• _WHAT IS ASKED_:
1) From the letters page, quote the passage between "Not the answer" and "and forbidden it.", inclusive.
2) In the letters page, what does the first letter say "open borders" is identical to?
3) Carry on the letters page, picking up after its final sentence.

Not the answer

Your article, ‘Ignoring the problem’, is headed: “Fighting for open borders means facing up to the reality of mass migration, argues Paul Demarty” (November 29).

While you are most probably right in saying that “illegal or legal, they will find their way”, it seems illogical to me to deduce from this that calling for “open borders” is the answer. While I do not, of course, regard migrating with or without legal documents to be a ‘crime’, your argumentation appears to imply that it was wrong to forbid something which you can’t erase. This, of course, goes for murder as well. At least since Cain and Abel, human beings have committed murder and no law has ever stopped this practice. However, all societies have regarded it as a crime and forbidden it.

‘Open borders’ is identical to no borders and thus to no state. The fact that most people in this world who have good reasons to leave their countries for economically better developed ones will never be able to do so does not mean that the slogan, ‘open borders’, is right. At least logically, it means that everybody who is poorer than the minority of the world’s people in the imperialist countries could settle there. This would of necessity mean that there everybody’s socio-economic level would drop at least near to the world-wide prevailing low level, so that, even for the migrants, migration would not pay off.

Putting forward such a slogan with the ulterior motive that anyway most of the folks in question won’t ever make it to Europe seems to me to be particularly nasty. We ought to fight for different strategies to favour the wellbeing of the people in and outside the imperialist countries.

A Holberg

In Israeli eyes

From the very inception of the communist movement in mandate Palestine, the job of Jewish and Arab communists was twofold: their task was not just to convince the masses that the only way to liberate themselves is building a revolutionary party of the working class, one which will carry forward a proletarian revolution. It was also to persuade the Jewish and Arab workers that they must break the divisions which separate them and unite in an internationalist party, whose members are equal and undertake the task of revolutionising Palestine. The role played by the Jewish and Arab communists cannot be fully explained without emphasising the fact that their struggle for full national and class liberation of their peoples was based on sheer commitment to the binational nature of this very struggle.

• _Stored items from a collection_:
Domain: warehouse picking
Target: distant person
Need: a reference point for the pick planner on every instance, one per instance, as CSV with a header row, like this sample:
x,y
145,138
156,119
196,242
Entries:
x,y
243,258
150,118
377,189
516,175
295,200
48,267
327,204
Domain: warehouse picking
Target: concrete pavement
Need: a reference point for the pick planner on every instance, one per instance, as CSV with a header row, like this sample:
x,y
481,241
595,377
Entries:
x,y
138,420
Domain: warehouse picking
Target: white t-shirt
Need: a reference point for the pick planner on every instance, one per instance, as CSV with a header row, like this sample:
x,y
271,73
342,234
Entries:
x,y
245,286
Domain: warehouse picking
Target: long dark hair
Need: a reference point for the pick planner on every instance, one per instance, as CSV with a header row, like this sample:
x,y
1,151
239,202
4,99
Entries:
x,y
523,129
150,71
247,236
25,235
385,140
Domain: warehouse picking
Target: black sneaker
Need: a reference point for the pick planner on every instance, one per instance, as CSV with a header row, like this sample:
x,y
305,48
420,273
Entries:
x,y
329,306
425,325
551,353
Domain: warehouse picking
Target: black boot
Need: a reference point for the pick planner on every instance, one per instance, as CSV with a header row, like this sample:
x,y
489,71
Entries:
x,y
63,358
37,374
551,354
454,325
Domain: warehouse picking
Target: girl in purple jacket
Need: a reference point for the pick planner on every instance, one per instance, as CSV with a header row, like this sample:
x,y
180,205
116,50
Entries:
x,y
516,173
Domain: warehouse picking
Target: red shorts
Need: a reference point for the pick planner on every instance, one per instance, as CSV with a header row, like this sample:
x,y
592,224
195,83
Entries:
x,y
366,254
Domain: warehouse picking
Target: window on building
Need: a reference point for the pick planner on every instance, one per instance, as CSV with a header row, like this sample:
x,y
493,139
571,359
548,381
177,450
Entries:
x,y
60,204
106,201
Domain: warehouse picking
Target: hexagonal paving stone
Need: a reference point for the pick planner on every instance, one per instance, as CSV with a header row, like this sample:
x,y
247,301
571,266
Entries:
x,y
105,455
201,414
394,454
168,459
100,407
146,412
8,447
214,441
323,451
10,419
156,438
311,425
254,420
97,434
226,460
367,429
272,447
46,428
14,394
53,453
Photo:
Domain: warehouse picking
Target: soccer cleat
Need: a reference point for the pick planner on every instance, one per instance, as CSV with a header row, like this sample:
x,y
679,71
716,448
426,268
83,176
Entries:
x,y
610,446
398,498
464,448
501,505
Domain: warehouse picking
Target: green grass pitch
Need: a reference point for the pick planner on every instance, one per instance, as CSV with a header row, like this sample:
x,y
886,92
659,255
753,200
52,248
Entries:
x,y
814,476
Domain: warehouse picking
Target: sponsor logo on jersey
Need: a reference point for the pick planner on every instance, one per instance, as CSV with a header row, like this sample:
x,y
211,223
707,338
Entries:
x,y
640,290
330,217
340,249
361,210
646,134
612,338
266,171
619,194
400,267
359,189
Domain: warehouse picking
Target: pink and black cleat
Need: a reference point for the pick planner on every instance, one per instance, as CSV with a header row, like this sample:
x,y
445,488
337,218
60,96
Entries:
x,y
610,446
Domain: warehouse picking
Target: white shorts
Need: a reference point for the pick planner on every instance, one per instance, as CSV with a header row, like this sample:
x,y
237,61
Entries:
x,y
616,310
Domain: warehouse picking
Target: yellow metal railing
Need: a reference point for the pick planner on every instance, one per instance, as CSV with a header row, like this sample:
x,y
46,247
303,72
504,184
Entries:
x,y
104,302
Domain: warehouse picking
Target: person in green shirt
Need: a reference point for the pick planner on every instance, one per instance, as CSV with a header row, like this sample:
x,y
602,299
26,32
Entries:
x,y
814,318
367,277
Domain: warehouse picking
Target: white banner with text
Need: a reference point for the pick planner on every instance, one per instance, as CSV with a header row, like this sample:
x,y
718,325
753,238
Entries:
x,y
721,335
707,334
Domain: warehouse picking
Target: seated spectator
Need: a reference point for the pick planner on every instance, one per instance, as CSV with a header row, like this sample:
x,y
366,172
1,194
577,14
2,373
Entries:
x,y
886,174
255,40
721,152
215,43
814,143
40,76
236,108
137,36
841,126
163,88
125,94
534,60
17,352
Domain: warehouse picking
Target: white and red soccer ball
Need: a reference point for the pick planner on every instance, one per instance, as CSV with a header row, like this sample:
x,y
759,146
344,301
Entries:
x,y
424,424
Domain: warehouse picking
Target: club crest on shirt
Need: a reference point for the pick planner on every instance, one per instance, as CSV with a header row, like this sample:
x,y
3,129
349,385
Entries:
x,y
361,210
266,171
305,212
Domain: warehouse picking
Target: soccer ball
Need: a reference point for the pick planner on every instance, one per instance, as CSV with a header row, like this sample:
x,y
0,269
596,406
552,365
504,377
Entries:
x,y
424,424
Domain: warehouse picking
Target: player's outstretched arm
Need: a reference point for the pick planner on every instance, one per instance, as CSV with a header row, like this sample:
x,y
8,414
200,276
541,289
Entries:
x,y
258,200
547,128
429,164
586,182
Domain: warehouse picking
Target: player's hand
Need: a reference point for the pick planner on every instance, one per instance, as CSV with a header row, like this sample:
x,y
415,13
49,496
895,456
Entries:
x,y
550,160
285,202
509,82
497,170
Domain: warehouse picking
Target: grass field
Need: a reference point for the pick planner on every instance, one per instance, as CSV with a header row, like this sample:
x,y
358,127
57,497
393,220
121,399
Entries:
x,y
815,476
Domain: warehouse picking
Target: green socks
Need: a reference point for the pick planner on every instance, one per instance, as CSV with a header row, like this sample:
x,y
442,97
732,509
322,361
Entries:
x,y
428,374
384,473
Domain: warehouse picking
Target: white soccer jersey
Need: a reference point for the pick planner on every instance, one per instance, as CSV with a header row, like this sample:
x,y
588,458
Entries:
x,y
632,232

• _ANSWERS TO THE TASKS_:
1)
Not the answer

Your article, ‘Ignoring the problem’, is headed: “Fighting for open borders means facing up to the reality of mass migration, argues Paul Demarty” (November 29).

While you are most probably right in saying that “illegal or legal, they will find their way”, it seems illogical to me to deduce from this that calling for “open borders” is the answer. While I do not, of course, regard migrating with or without legal documents to be a ‘crime’, your argumentation appears to imply that it was wrong to forbid something which you can’t erase. This, of course, goes for murder as well. At least since Cain and Abel, human beings have committed murder and no law has ever stopped this practice. However, all societies have regarded it as a crime and forbidden it.

2) No borders, and thus no state.

3)
Today, the communist movement in Israel/Palestine is weaker than it was. The Israeli communists, as well as their Palestinian counterparts, do not stress the need to build a revolutionary party of workers in the country and are satisfied with having two moribund parties that cannot win the hearts and minds of the workers and peasants. They still stick to the old and already dead two-state solution, refusing to think of Palestine as one political entity, which should be unified in one socialist republic. They stand for nationalist politics which is not working class-oriented and lack any influence in terms of organising workers and mobilising them. There is therefore a great need to start an honest discussion on the role of communists in Israel/Palestine, considering the crazy political situation that prevails in the country. However, there is no desire among the existing socialist and communist militants in the country to carry forward this kind of debate. This examination of our past and present as communists, including the Soviet past, is greatly needed, but is unfortunately avoided.

I follow with great envy the Weekly Worker and the great amount of energy devoted in discussing and promoting class politics upon its pages, including the needed inquiry into the Soviet past. In my eyes, the Weekly Worker is a revolutionary paper oriented toward the toiling masses - a paper whose equivalent does not exist in Israel/Palestine - and there is a serious need to help the British comrades to spread the word and let people enjoy and be influenced by the communist press, authored by the successors of the Communist Party of Great Britain.

At the same time, I do believe that the Weekly Worker must serve as an instrument to rebuild the Communist International destroyed by Stalin - hence the need to publish on its pages some views, analyses and commentaries written by communists who live outside Britain and are terribly isolated, like myself. I hope that the British comrades appreciate how valuable their paper is; I can only wish that a day will come in which a Hebrew Weekly Worker will be published in my own country.

David Markovich

Labour policy

An interesting exchange took place at the November 30 general meeting of Eltham Constituency Labour Party in south London.

The MP for Eltham is Clive Efford, who, although he was the prime mover behind the refounding of the Tribune group of Labour MPs in 2016, is more of a centrist than a leftwinger. When giving his usual parliamentary report, Efford focused mainly on Brexit and, referring to next week’s crunch vote in the Commons, which Theresa May is expected to lose, asked, “What do we do next?”

Astonishingly he answered his own question by stating: “Labour’s policy is for a People’s Vote”. That is totally untrue and a comrade immediately challenged this from the floor, pointing out that party policy was for a general election, not a second referendum - something that Efford insisted was now essential. The MP then admitted that the first priority was a general election, but, he said, once that had been rejected, as it certainly would be, “only then would we call for a second referendum”.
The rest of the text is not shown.